What the exercise asks: Please retype the data in full and exactly; the pictures are not part of the copy.

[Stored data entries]

-=-=-

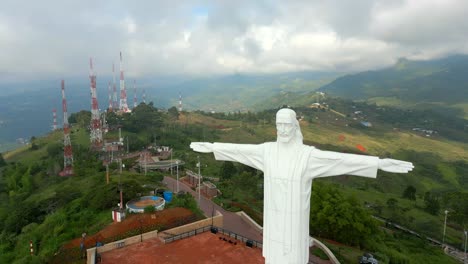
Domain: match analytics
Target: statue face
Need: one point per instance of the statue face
(285, 128)
(285, 131)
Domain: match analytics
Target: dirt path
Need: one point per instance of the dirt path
(132, 222)
(232, 221)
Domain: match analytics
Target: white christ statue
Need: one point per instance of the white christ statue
(289, 167)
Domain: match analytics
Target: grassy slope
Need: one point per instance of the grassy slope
(325, 132)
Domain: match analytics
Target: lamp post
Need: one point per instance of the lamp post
(445, 226)
(141, 228)
(466, 236)
(177, 171)
(199, 177)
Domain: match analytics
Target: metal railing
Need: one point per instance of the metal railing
(243, 239)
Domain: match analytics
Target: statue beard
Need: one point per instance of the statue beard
(293, 138)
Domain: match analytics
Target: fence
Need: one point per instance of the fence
(243, 239)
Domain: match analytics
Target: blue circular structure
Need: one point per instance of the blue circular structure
(138, 205)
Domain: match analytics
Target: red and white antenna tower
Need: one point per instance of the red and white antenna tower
(114, 89)
(123, 93)
(96, 131)
(67, 149)
(180, 102)
(134, 94)
(54, 114)
(111, 105)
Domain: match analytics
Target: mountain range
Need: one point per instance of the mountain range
(442, 84)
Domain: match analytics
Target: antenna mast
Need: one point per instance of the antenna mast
(134, 94)
(54, 114)
(96, 131)
(180, 102)
(67, 148)
(123, 93)
(111, 105)
(114, 89)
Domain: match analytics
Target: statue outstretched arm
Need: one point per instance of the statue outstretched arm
(395, 166)
(203, 147)
(248, 154)
(328, 163)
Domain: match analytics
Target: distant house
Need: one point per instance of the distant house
(366, 124)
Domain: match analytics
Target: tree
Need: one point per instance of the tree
(227, 170)
(432, 203)
(392, 203)
(410, 193)
(173, 113)
(2, 161)
(340, 218)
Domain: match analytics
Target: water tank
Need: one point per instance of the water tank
(168, 196)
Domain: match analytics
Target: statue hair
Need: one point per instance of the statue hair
(298, 138)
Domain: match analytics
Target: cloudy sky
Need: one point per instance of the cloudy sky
(56, 37)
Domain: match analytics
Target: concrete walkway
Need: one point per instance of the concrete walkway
(232, 221)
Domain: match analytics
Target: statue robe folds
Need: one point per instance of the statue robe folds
(288, 172)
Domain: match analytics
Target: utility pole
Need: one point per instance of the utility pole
(445, 226)
(466, 236)
(177, 169)
(199, 178)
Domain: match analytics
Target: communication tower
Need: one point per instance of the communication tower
(134, 94)
(67, 148)
(111, 105)
(114, 89)
(180, 102)
(96, 131)
(54, 114)
(123, 93)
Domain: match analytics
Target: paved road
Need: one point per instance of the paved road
(232, 221)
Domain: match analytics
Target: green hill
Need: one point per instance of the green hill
(436, 84)
(38, 205)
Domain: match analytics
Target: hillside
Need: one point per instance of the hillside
(437, 84)
(65, 207)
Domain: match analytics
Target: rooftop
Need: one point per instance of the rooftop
(202, 248)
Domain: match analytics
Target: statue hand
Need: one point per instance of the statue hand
(203, 147)
(396, 166)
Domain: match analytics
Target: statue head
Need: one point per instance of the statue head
(287, 126)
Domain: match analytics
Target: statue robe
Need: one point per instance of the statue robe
(288, 173)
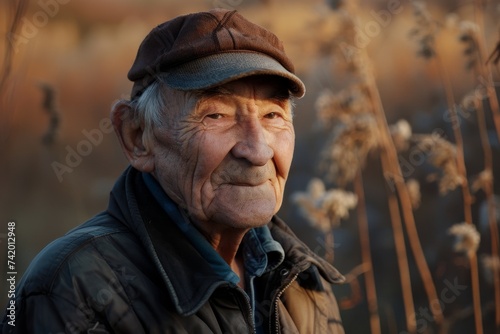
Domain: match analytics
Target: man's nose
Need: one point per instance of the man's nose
(252, 143)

-=-=-

Output:
Domain: match analytics
Target: statue face
Need: one point per instance of the statue face
(285, 128)
(285, 131)
Domain: match analytics
Target: dirt path
Need: one point per instance of the dirt path
(132, 222)
(232, 221)
Domain: match analytics
Target: white christ statue
Need: one point per instance of the white christ statue
(289, 167)
Domain: match analytics
Target: grassy slope
Need: one point per instance of the grassy slope
(325, 132)
Domain: match analytics
Target: lamp post
Need: one point per instance of the lamp post
(445, 226)
(141, 228)
(466, 236)
(177, 171)
(199, 177)
Domain: match analytics
Target: metal railing
Need: one point per instance of the metal railing
(243, 239)
Domain: match analytics
Target: statue beard
Need: one point per instance of the statue beard
(293, 138)
Domain: match analytics
Target: fence
Need: one point per instance of the fence
(243, 239)
Domain: match analytics
Target: blue circular structure
Need: one point per instance of the blue circular structure
(138, 205)
Domain: match analytics
Target: red and white antenna tower
Need: one point per instance of the red and white antenna tower
(114, 89)
(123, 93)
(96, 131)
(67, 149)
(180, 102)
(134, 94)
(54, 114)
(111, 105)
Domain: match analytics
Target: mountain range
Need: one point per instance of the mountain range
(442, 84)
Domain: match analytics
Target: antenna mast
Need: one point per instance of the antenna mast
(134, 94)
(54, 114)
(96, 131)
(180, 102)
(67, 148)
(123, 93)
(111, 105)
(114, 89)
Domain: match analytics
Target: statue outstretched arm
Need: one point per instance of the statue outstretched arm
(395, 166)
(203, 147)
(248, 154)
(328, 163)
Domain: match analytics
Target: distant house
Need: one point per instance of the distant house
(366, 124)
Domain: match analytics
Target: tree
Need: one point per instance of the tree
(227, 170)
(432, 203)
(392, 203)
(410, 193)
(173, 113)
(2, 161)
(340, 218)
Domain: match analytics
Target: water tank
Need: one point per instance of the water tank
(168, 196)
Domain: match analytics
Target: statue hair
Need: one point per instance of the statue hair
(298, 138)
Domain: match analytics
Target: cloudy sky
Need: one point per instance of the cloudy sky
(56, 37)
Domain: match analytics
Target: concrete walkway
Need: one point per instance of the concrete walkway
(232, 221)
Domain: match analytics
Target: statue robe folds
Need: one point per instance of the statue robe folds
(288, 172)
Domain: match analytics
Target: utility pole
Need: one point per instance of the utility pole
(445, 226)
(466, 236)
(177, 169)
(199, 178)
Domain: match analytics
Target: communication tower
Need: one point per instance of the communication tower
(134, 94)
(67, 148)
(111, 105)
(114, 89)
(180, 102)
(96, 131)
(54, 114)
(123, 93)
Domain: match analytics
Target: paved road
Need: one point per instance of the paved road
(232, 221)
Domain: match analytics
Target: green hill
Need: one point per instance of the green hill
(436, 84)
(38, 205)
Domain: match analytics
Target: hillside
Need: one point per instance of the hillside
(437, 84)
(65, 207)
Domain: match analytics
Target: rooftop
Need: one point per instance of the rooftop
(202, 248)
Domain: match analytics
Target: statue hand
Need: one point per instance of the statue hand
(203, 147)
(396, 166)
Domain: match analytics
Target: statue head
Need: one point per instance of the statue head
(287, 126)
Domain: match analytics
Target: statue robe
Need: one point per instance of the statue robe
(288, 173)
Domain: match analytics
Target: man's nose
Need: one point per instance of the man's nose
(252, 143)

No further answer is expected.